* [Task requirements]: Copy out every line of the entries below word for word, omitting the pictures.

--------------------------------

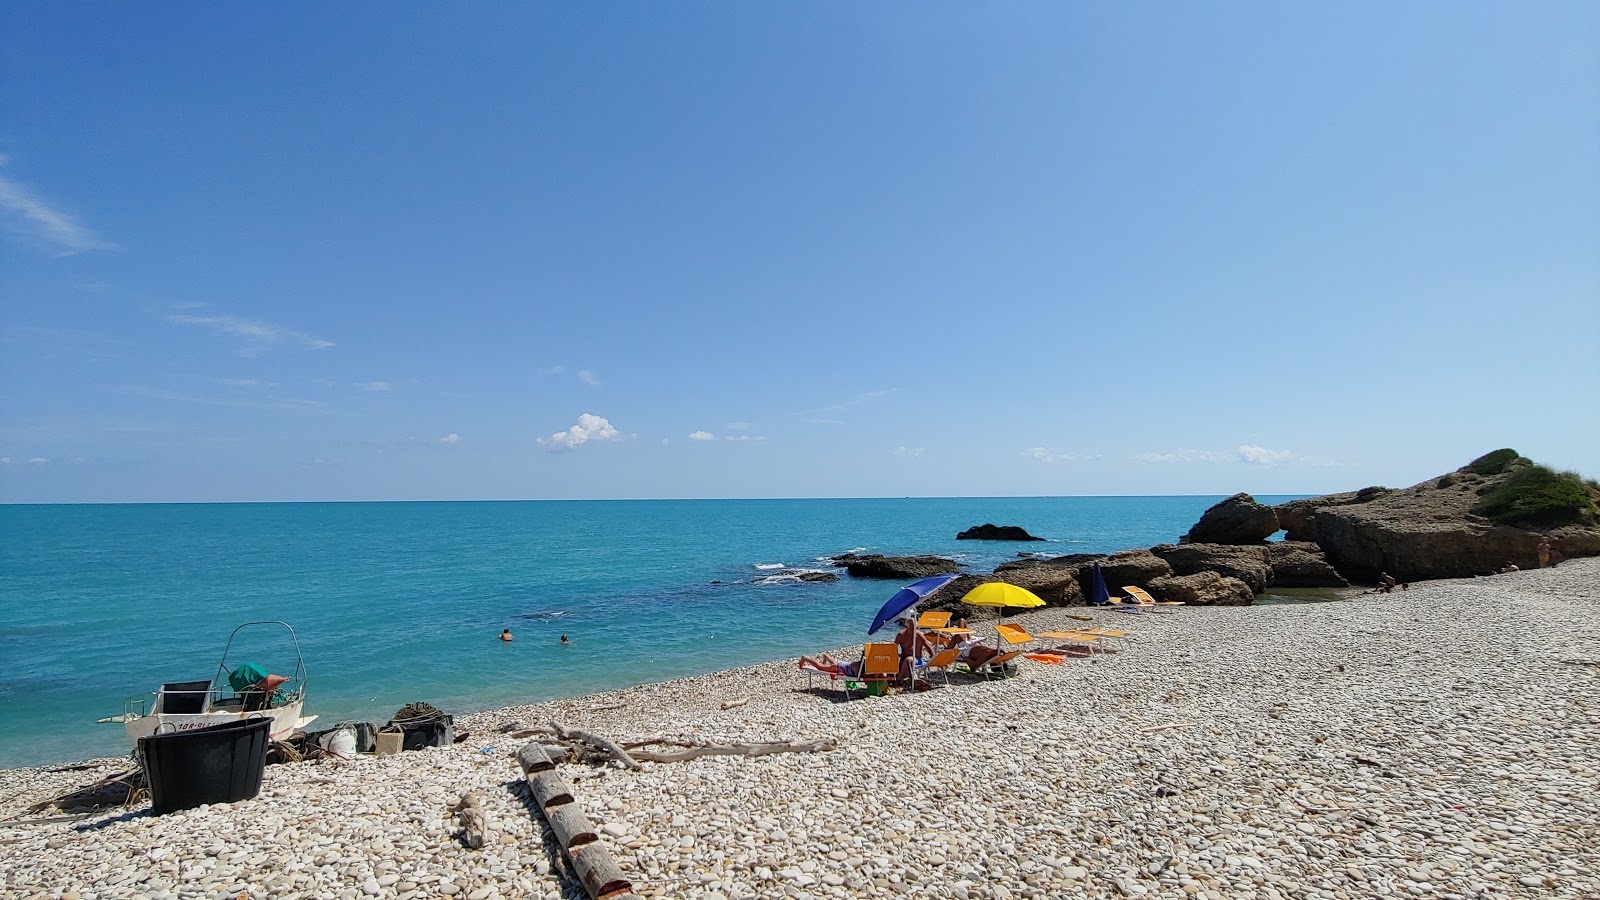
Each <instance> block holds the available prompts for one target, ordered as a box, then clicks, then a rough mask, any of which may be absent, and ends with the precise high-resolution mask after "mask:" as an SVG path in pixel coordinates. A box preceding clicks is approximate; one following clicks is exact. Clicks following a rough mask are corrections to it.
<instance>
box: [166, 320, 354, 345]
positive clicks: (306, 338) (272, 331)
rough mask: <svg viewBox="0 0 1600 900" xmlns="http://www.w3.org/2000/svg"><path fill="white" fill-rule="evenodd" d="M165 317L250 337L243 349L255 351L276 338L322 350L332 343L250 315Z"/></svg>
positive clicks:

--------------------------------

* [Expected answer]:
Each <instance> block holds the available prompts for one target, ordered as a box, then clicks, then a rough mask, any of which may be absent, and ends with the precise high-resolution mask after "mask:" as an SVG path in pixel coordinates. A box preceding clicks is approximate; one following clicks is exact. Clicks following a rough mask are corrections to it.
<instance>
box: [166, 320, 354, 345]
positive clicks: (306, 338) (272, 331)
rough mask: <svg viewBox="0 0 1600 900" xmlns="http://www.w3.org/2000/svg"><path fill="white" fill-rule="evenodd" d="M165 317L250 337L243 349L255 351L276 338L322 350L332 343L250 315Z"/></svg>
positive clicks:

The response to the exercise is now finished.